Work task: Nothing but the lines from the one containing "like x=55, y=77." through the last line of the records below should be copied, exactly and without pictures.

Dataset entries:

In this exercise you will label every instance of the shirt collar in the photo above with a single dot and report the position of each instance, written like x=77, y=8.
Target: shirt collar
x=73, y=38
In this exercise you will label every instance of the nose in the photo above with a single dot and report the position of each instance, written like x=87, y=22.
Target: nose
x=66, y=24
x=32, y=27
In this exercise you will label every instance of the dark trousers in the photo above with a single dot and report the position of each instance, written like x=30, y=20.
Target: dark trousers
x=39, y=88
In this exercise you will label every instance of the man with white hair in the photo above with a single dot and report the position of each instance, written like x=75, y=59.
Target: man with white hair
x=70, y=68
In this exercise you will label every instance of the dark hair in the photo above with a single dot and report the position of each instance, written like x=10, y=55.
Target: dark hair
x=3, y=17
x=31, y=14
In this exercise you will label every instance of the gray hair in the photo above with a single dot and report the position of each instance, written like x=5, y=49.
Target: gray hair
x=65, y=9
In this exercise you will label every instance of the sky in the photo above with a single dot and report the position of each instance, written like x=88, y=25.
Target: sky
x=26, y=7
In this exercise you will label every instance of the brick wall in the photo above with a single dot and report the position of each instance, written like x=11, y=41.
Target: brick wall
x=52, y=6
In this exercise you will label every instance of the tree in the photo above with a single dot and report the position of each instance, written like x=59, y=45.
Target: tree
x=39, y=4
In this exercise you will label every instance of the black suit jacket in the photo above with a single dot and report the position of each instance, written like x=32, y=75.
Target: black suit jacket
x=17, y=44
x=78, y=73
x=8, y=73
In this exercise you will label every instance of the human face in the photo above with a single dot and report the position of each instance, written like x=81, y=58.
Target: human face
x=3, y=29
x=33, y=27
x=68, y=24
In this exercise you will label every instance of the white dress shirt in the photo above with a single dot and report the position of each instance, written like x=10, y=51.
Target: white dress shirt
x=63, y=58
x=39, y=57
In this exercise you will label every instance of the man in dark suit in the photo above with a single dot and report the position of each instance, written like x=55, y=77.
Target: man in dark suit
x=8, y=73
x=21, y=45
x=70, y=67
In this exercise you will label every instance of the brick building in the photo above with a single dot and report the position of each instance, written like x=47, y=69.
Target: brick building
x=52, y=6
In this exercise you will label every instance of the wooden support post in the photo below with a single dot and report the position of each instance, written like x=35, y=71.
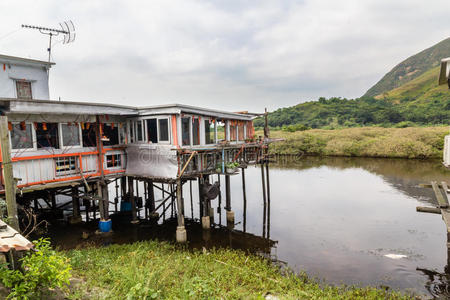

Completed task:
In this exercise you will label every instance of the man in dark suit in the photo above with a single dot and report the position of each instance, written like x=55, y=77.
Target: man in dark suit
x=8, y=73
x=21, y=45
x=70, y=67
In this exercise you will label every instance of the brick building in the photo above with a single dot and report the position of each instance, written like x=47, y=69.
Target: brick building
x=52, y=6
In this exercise you will label every instance of the wooden support post in the photo below with a single dot and report the position of each instance, written like x=35, y=71.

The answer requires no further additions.